Also arriving in a festive 75cl bottle was Arthurstown King's Bay Coffee IPA. It's a foamy beast, an unattractive murky amber colour underneath. There has been no skimping on the coffee (provided by Waterford roastery Coffee House Lane) here: it smells of raw coffee husk, slightly dry and papery, with no sign of any hops. The flavour is a lot less scary, even if it's not much closer to an IPA. The coffee isn't roasty the way it comes across in darker styles, but fruity and floral, with sumptuous maraschino cherry, rosewater and milk chocolate. The hops almost escaped my notice, but there's a bitter green bite riding the coffee's coattails into the finish. It's a really brave and interesting recipe, a little gimmicky perhaps, but very well put together, making good use of all the ingredients.

The next two beers are draught specials I just kept missing when they were first doing the rounds of the usual venues. I was delighted to catch both unexpectedly in recent weeks.

Trouble Brewing's Rum & Raisins is a dubbel. Though bang in the middle of the accepted ABV range at 7.5%, Alfie Byrne's was still happy to throw it into a pint glass. Maybe it was an illusion caused by the look of the thing, but it didn't seem heavy like a dubbel usually is, going easy on the caramel and banana, deriving a spicy gunpowder note from (I'm guessing) black malt, rather than the Belgian yeast. It's light, drinkable, but rather plain fare even for an ordinary dubbel, let alone one with additional flavourings.

Also going for a Belgian theme, but missing the mark, I think, was O Brother with The Puppetmaster. It's described as a Belgian pale ale, is 5.8% ABV and was on cask in The Black Sheep as part of their tap takeover there last Thursday. It was poured beautifully cool and perfectly clear: a bright golden hue. Despite the strength the texture is light without being thin. The flavour, meanwhile, is an absolute riot of flowers and spices, presenting jasmine, juniper, incense and cedar. A herbal undercurrent gives almost an impression of vermouth. I'm guessing some alchemical combination of the yeast and hops caused this, but it's amazing and distinctive, if a little severe, and not like anything Belgian I can think of. Thankfully a dry chalk mineral finish bookends it neatly and prevents the madness from taking over completely. This was a reminder, if one be needed, that cask beer is not all smooth malty blandness. Look out for the punch in this one.

================================

### Goal of the exercise
Answer these about the beer tasting notes, one answer per line:
(a) Which roastery supplied the coffee for Arthurstown King's Bay Coffee IPA?
(b) What is the ABV of Trouble Brewing's Rum & Raisins?
(c) In which venue was O Brother's The Puppetmaster on cask?

================================

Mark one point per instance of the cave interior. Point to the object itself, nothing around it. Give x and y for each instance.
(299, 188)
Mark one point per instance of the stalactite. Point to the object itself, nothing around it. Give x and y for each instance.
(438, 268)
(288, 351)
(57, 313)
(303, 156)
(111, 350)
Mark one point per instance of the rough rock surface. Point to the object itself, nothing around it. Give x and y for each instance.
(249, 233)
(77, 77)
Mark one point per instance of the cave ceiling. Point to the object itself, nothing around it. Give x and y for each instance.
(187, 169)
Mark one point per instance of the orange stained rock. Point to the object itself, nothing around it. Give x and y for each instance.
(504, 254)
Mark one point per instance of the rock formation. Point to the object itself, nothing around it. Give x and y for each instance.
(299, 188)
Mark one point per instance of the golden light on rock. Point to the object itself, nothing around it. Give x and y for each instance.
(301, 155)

================================

### Problem solution
(a) Coffee House Lane, a Waterford roastery
(b) 7.5%
(c) The Black Sheep